*REQUEST*
Rewrite every line of the records below as a Markdown table with the columns Row and Line, numbering the rows in sequence and omitting blank lines.

..............................

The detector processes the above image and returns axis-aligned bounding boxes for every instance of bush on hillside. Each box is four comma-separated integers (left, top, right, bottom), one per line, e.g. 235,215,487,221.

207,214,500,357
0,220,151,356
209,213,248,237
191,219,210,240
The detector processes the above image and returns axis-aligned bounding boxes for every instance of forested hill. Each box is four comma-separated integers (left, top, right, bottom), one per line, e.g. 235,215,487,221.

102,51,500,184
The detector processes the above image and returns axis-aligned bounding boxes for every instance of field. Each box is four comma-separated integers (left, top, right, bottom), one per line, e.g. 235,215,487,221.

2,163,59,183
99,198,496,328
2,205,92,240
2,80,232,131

..............................

*RESULT*
| Row | Line |
|---|---|
| 1 | The detector processes the above image and returns axis-aligned bounding boxes for every instance of bush on hillside. Each box is four comma-separated integers (left, top, right, bottom), one per line, e.g. 235,215,487,221. |
| 2 | 207,214,500,357 |
| 3 | 0,220,151,356 |
| 4 | 209,213,248,237 |
| 5 | 191,219,210,240 |
| 6 | The detector processes the above image and returns axis-aligned bounding boxes for every instance of forested hill. Each box is four comma-separated integers (left, top, right, bottom), one per line, e.g. 235,215,487,221. |
| 7 | 102,51,500,184 |
| 8 | The detector processes the above image and returns axis-aligned bounding boxes for every instance of field. Each box is four comma-separated integers (left, top, right, bottom), one per line, e.g. 235,215,487,221. |
| 9 | 2,163,59,183 |
| 10 | 99,198,496,328 |
| 11 | 2,205,92,240 |
| 12 | 2,80,232,131 |